> [Exercices]:
- a) Relevez toutes les questions posées à la peintre dans l'extrait sur la peinture et recopiez chacune d'elles en entier.
- b) Mettez à jour l'extrait sur la peinture : recopiez tout le passage depuis « Mes premières peintures » jusqu'à « peinture plus spontanée. » en remplaçant « toile » par « surface ».

> [Extrait proposé]:
····················

Dans ma peinture tout est, en fait, à faire. Il ne s'agit pas de donner des éléments de réponse mais davantage de proposer des arrangements, des formes plutôt interrogatives, pour lesquelles je n'ai moi-même pas toujours de solution.
Ce n'est pas un but en soi, mais bien une pratique qui m'amène chaque fois à ouvrir de nouveaux horizons. C'est aussi un pré-requis. Quand je vais voir une œuvre, je m'attends à ce qu'elle me questionne, qu'elle me tienne en haleine.
Qu'est ce qui, dans vos peintures récentes, vous a poussée à épurer le trait ? Comment êtes-vous passée d'un degré de finition volontairement inachevé à des peintures plus soignées dans les détails et dans lesquelles nous trouvons des espaces de respiration ?
Mes premières peintures s'apparentaient plus à des créations « live ». Dans cette pratique, il est courant que plusieurs idées surgissent à un même moment. La toile s'en trouve plus densifiée. Sur la peinture, un geste en appelle un autre et les choses se construisent dans un bousculement permanent. C'était une peinture plus spontanée.
Je pense aussi qu'à un moment, il m'est devenu nécessaire de mettre de l'ordre, d'isoler certains éléments, pour mieux les comprendre et penser mon sujet. Au fur et à mesure, j'ai eu besoin de poser certaines choses.
Comment cette pensée ou cette nécessité de voir mieux les choses se traduit-elle dans la construction des peintures ?
La construction ne se fait plus de manière aussi spontanée. Les figures, les sujets, ont davantage pris place dans une hiérarchie d'échelle, de plan et de profondeur. Les jeux d'espace et de perspective m'ont permis de régler en partie cette organisation, la peinture s'en trouve habitée autrement.
Le travail d'esquisse (arrivé plus récemment) me permet de canaliser cette phase de travail où les idées se précipitent. Les idées surviennent toujours avec la même rapidité. Mais je crois que le médium de la peinture, et l'huile en particulier, est un processus lent, qui, de fait, oblige à prendre un temps plus long entre chaque étape de construction du tableau, chaque couche, chaque élément posé. Je travaille ainsi plusieurs peintures en même temps. Je préfère aborder mes peintures de manière plus hiérarchique, isoler les sujets, afin de mieux les regarder, mieux les analyser aussi.
Je trouve intéressante l'idée qu'il est toujours possible d'analyser encore davantage chaque détail, de disséquer chaque objet, de pousser l'horizon - un exercice d'anatomie picturale en quelque sorte... Je crois que ce travail est continu. Je n'ai jamais fini de comprendre et c'est ce qui me pousse à peindre.

····················

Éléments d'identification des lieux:
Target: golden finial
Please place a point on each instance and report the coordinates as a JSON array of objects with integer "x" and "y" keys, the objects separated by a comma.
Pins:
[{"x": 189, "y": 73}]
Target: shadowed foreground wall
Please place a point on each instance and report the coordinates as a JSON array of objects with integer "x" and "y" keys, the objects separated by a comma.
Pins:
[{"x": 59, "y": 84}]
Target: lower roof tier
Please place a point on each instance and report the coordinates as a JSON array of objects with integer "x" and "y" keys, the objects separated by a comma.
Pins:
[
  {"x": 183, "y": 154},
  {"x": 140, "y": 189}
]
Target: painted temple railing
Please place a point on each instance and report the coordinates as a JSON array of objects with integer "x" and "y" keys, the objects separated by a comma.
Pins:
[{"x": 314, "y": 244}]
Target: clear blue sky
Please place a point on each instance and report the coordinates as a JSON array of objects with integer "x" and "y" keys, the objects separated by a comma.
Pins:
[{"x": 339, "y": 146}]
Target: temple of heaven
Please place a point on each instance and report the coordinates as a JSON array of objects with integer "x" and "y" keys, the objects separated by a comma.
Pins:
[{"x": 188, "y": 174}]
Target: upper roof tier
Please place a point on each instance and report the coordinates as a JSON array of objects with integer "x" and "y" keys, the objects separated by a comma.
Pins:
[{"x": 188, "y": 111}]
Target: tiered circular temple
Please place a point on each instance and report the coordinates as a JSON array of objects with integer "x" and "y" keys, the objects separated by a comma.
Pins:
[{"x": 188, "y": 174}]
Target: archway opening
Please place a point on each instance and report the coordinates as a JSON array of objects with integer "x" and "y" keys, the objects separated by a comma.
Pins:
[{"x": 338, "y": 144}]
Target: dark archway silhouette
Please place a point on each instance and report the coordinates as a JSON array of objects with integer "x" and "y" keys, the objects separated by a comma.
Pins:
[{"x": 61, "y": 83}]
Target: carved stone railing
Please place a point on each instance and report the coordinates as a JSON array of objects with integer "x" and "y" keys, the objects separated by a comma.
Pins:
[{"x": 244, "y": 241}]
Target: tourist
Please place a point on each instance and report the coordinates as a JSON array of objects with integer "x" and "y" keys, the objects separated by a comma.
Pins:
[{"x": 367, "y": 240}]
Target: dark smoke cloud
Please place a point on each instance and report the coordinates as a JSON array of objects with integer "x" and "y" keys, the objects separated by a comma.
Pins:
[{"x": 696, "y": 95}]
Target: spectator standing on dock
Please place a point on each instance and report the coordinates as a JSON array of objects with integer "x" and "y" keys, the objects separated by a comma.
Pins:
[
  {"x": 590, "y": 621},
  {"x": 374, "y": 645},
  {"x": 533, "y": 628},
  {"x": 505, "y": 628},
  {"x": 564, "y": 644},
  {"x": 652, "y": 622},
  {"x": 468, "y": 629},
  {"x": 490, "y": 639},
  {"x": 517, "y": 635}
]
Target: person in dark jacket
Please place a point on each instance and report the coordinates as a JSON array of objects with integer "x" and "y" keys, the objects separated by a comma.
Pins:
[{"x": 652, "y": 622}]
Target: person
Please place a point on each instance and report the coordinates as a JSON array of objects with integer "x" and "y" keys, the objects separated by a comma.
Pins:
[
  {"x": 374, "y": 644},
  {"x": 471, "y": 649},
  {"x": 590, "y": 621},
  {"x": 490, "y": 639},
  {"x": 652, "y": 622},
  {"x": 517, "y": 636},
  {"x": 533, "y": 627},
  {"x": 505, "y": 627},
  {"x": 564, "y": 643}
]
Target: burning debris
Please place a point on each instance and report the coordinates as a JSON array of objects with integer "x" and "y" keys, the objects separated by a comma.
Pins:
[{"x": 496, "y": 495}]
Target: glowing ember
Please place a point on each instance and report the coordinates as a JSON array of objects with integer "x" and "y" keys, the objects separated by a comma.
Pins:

····················

> [Corrigés]:
- a)
1. Qu'est ce qui, dans vos peintures récentes, vous a poussée à épurer le trait ?
2. Comment êtes-vous passée d'un degré de finition volontairement inachevé à des peintures plus soignées dans les détails et dans lesquelles nous trouvons des espaces de respiration ?
3. Comment cette pensée ou cette nécessité de voir mieux les choses se traduit-elle dans la construction des peintures ?

- b)
Mes premières peintures s'apparentaient plus à des créations « live ». Dans cette pratique, il est courant que plusieurs idées surgissent à un même moment. La surface s'en trouve plus densifiée. Sur la peinture, un geste en appelle un autre et les choses se construisent dans un bousculement permanent. C'était une peinture plus spontanée.